» What this task involves
Copy the data below without any change, starting at its first line and ending with the line that contains "POLYGON ((503 361, 504", including that line.

» Available data

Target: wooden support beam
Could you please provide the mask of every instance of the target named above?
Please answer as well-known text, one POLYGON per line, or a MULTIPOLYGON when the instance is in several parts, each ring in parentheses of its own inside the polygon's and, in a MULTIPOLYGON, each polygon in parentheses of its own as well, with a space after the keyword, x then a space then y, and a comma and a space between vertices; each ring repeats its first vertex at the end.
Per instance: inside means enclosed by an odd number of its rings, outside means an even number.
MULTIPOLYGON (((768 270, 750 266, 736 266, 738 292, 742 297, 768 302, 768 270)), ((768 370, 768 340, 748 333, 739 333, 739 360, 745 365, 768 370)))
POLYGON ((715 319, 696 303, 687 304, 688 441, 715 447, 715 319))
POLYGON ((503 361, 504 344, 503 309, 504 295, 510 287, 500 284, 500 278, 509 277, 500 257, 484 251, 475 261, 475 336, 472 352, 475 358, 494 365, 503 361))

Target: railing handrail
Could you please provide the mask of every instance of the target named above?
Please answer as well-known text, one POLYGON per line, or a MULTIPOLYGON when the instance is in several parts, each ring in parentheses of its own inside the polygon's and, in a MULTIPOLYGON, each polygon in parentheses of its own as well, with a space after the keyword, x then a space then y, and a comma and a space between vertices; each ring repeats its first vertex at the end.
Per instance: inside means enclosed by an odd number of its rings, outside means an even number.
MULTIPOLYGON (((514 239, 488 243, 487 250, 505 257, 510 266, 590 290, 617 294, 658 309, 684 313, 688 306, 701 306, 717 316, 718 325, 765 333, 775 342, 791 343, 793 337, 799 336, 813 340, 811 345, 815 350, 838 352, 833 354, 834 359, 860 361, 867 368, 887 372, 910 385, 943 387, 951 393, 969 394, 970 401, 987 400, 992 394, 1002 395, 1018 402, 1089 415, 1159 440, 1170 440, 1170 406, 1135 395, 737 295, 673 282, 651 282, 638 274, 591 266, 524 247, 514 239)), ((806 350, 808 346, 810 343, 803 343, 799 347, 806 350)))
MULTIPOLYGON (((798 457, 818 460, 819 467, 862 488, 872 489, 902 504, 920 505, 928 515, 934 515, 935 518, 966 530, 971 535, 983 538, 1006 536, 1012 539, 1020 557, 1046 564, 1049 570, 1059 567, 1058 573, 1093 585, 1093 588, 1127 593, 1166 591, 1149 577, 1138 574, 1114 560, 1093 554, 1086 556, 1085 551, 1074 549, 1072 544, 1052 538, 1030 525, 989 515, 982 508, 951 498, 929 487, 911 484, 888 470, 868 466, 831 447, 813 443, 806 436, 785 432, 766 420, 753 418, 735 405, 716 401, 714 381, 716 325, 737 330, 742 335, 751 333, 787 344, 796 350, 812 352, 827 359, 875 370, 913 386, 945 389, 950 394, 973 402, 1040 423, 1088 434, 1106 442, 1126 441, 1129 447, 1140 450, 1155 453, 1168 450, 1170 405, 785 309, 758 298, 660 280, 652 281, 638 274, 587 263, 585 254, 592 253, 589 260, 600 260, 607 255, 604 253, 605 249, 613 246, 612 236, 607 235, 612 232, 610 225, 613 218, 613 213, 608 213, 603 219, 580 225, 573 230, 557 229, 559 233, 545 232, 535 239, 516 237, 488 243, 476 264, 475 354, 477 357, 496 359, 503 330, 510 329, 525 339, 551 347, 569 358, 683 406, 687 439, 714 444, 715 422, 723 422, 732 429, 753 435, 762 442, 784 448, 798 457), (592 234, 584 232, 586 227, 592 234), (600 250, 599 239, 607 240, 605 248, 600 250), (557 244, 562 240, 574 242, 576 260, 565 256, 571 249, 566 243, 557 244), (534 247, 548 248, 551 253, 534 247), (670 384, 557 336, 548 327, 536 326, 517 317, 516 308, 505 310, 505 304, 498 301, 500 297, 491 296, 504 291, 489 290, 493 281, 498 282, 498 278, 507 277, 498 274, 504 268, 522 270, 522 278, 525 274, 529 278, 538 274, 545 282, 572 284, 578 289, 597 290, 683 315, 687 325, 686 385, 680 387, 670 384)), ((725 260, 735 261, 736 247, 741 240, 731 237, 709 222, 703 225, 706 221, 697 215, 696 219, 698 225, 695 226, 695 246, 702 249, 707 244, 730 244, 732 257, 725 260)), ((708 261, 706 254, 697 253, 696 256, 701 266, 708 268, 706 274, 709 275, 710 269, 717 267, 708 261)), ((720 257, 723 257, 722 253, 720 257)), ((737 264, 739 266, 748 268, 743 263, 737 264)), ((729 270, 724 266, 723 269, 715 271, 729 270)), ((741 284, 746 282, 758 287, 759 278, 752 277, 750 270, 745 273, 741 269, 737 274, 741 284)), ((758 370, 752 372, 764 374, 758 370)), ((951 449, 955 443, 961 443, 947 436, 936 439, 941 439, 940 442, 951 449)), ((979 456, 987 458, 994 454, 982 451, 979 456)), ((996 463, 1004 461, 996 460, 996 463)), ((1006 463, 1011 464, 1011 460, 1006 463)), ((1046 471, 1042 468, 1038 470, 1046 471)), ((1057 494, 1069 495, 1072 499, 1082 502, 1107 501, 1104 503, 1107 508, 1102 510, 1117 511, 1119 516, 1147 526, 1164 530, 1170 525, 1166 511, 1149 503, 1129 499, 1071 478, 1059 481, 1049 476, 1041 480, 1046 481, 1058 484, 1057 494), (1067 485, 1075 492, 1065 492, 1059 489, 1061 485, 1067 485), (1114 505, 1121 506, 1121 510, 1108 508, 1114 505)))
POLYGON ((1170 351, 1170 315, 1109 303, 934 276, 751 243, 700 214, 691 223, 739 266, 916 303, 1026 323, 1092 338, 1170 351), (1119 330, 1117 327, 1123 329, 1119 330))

» Finished task
Target: wooden support beam
Could you please provide the mask of every instance of the target named above?
Please answer as well-known text, one POLYGON per line, or a MULTIPOLYGON when the instance is in several parts, each ring in parentheses of its own inside the polygon's and, in a MULTIPOLYGON, each polygon in parentheses of its own as well, with a space after the keyword, x then a space then y, and a comma and a space between vertices; each ring repeats its first vertex at the end.
Per instance: inside means enclosed by an odd number of its rings, outside means an even number.
MULTIPOLYGON (((768 270, 750 266, 736 266, 738 292, 742 297, 768 302, 768 270)), ((768 370, 768 340, 748 333, 739 333, 739 360, 745 365, 768 370)))
POLYGON ((715 319, 696 303, 687 304, 688 441, 715 447, 715 319))
POLYGON ((503 361, 504 344, 503 309, 504 295, 510 287, 500 284, 500 278, 509 277, 500 257, 484 251, 475 261, 475 336, 472 352, 475 358, 494 365, 503 361))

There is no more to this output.